**Problem to work on**
Images are to be dropped, and the rest of the data reproduced exactly.

**Records for this task**
»»

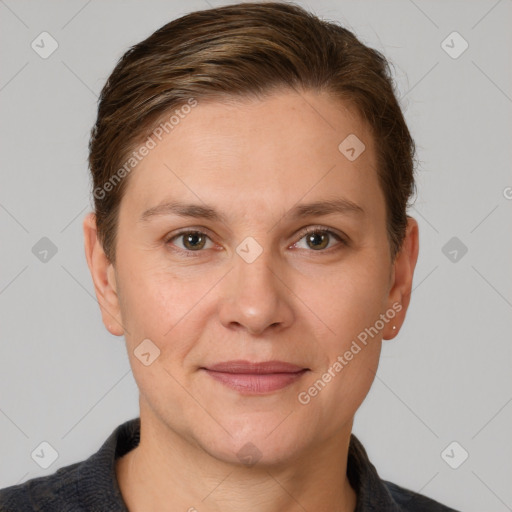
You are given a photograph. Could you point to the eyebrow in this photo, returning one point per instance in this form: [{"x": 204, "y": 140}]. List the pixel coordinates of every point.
[{"x": 301, "y": 210}]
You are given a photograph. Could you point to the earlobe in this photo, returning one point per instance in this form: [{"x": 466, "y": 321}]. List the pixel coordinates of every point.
[
  {"x": 103, "y": 276},
  {"x": 403, "y": 273}
]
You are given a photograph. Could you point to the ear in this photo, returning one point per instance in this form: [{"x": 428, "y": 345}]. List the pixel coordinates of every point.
[
  {"x": 103, "y": 276},
  {"x": 401, "y": 279}
]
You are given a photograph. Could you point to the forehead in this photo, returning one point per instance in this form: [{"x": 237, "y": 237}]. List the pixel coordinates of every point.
[{"x": 259, "y": 152}]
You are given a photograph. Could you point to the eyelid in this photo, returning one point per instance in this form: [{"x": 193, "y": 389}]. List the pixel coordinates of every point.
[{"x": 342, "y": 238}]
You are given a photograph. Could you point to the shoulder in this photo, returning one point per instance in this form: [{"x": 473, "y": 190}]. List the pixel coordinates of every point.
[
  {"x": 53, "y": 492},
  {"x": 410, "y": 501}
]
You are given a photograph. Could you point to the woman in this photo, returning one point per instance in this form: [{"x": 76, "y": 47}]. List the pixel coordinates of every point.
[{"x": 252, "y": 171}]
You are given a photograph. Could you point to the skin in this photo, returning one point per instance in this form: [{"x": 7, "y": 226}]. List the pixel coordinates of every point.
[{"x": 252, "y": 160}]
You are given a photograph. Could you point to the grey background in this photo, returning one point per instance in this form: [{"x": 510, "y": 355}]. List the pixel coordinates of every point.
[{"x": 65, "y": 380}]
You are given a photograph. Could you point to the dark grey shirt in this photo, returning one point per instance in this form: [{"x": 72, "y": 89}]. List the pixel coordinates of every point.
[{"x": 91, "y": 485}]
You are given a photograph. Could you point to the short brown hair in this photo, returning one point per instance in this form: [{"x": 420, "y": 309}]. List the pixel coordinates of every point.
[{"x": 242, "y": 50}]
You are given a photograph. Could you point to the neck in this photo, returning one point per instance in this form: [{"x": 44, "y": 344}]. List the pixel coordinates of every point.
[{"x": 169, "y": 473}]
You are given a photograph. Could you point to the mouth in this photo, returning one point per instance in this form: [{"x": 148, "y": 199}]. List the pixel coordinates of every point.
[{"x": 255, "y": 378}]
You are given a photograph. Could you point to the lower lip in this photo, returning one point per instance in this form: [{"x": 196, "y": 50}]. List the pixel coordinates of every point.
[{"x": 256, "y": 384}]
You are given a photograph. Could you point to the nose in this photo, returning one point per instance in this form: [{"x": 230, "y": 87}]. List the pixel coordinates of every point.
[{"x": 256, "y": 297}]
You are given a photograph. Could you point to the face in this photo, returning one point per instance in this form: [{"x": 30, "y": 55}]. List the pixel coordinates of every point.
[{"x": 247, "y": 270}]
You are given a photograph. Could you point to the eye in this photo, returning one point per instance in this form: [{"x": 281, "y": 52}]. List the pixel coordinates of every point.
[
  {"x": 318, "y": 238},
  {"x": 192, "y": 241}
]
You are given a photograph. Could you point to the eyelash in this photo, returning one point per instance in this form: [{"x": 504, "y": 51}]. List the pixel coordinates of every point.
[{"x": 314, "y": 229}]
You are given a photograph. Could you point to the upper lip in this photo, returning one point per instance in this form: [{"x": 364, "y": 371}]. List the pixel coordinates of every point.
[{"x": 248, "y": 367}]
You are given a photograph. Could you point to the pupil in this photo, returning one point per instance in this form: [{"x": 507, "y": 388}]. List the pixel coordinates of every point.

««

**Exercise solution**
You are given a photograph. Could you point to the eyebrow in this photo, returning one point per instance in this form: [{"x": 204, "y": 140}]. List the pixel coordinates of every point.
[{"x": 301, "y": 210}]
You are given a photograph. Could you point to the earlobe in this photo, returning one point per instance in this form: [{"x": 466, "y": 321}]. List the pixel coordinates of every point.
[
  {"x": 103, "y": 276},
  {"x": 403, "y": 273}
]
You are given a photograph. Could you point to the ear in this photo, returning one point per instance in this form: [{"x": 428, "y": 345}]. List the pixel coordinates of every point.
[
  {"x": 103, "y": 276},
  {"x": 401, "y": 279}
]
You are given a photograph. Could you point to the forehead in this photo, returning one point per instance in this form: [{"x": 237, "y": 237}]. List the pixel coordinates of every point.
[{"x": 259, "y": 152}]
You are given a photograph. Could you point to the eyelid in this photo, returning one point per instance in this form: [{"x": 193, "y": 389}]. List the pixel coordinates of every point.
[{"x": 342, "y": 238}]
You are given a photograph. Could you point to the shoulder in this photo, returning one point per instance in this form: [{"x": 473, "y": 190}]. List the pixel coordinates of every point.
[
  {"x": 53, "y": 492},
  {"x": 410, "y": 501}
]
You are given a photograph. Could you point to the woman in this photo, returning one point per instance in this form: [{"x": 76, "y": 47}]. List the pixel coordinates of every point.
[{"x": 252, "y": 171}]
You are given a photograph. Could you point to the skin in this photo, returning one point per instance in this form: [{"x": 7, "y": 226}]. List the pixel coordinates of every point.
[{"x": 252, "y": 160}]
You are given a photograph. Could you point to the grey background in this photo, returning one point per instance in this form: [{"x": 510, "y": 355}]. List the pixel coordinates of every point.
[{"x": 65, "y": 380}]
You are given a photograph. Could you point to the dark grey shirt in this photo, returning one point per instance in this form: [{"x": 72, "y": 89}]. List the pixel coordinates of every point.
[{"x": 91, "y": 485}]
You are given a photograph. Could you point to the short brown hair in this photo, returning one point per instance in this form: [{"x": 420, "y": 309}]. List the pixel coordinates of every point.
[{"x": 242, "y": 50}]
You are given a photograph. Could you point to the neck in this photo, returning one point per instance in this form: [{"x": 44, "y": 344}]. List the pixel coordinates of every point.
[{"x": 169, "y": 473}]
You are given a photograph. Could you point to the mouth in this photo, returning one point per instance in this form: [{"x": 148, "y": 199}]. List the pixel coordinates of every point.
[{"x": 255, "y": 378}]
You are given a photograph. Could you point to the lower lip in this photo, returning one point per instance in this form: [{"x": 196, "y": 50}]. List the pixel coordinates of every point.
[{"x": 256, "y": 384}]
You are given a photograph. Could you point to the nose in this photo, returning one point per instance in this form: [{"x": 230, "y": 87}]. List the pixel coordinates of every point.
[{"x": 256, "y": 297}]
You are given a photograph. Could you point to the face in this photo, returning one point per instance in this form: [{"x": 30, "y": 55}]. List the pixel coordinates of every point.
[{"x": 247, "y": 270}]
You are given a photograph. Could you point to the eye in this photo, returning one point per instance in this form: [{"x": 281, "y": 52}]. List the pixel coordinates of every point.
[
  {"x": 318, "y": 238},
  {"x": 192, "y": 241}
]
You are given a photograph. Could you point to the eyelash in this photo, returning one point per instance in this form: [{"x": 504, "y": 51}]. List the pixel coordinates of every point.
[{"x": 314, "y": 229}]
You are given a photograph. Could you point to the upper lip in this photo, returning one point per instance in this form: [{"x": 364, "y": 371}]. List the pixel coordinates of every point.
[{"x": 248, "y": 367}]
You are given a photograph. Could you point to the pupil in this photo, returning one point per instance in this form: [{"x": 507, "y": 388}]. List the pixel coordinates of every point.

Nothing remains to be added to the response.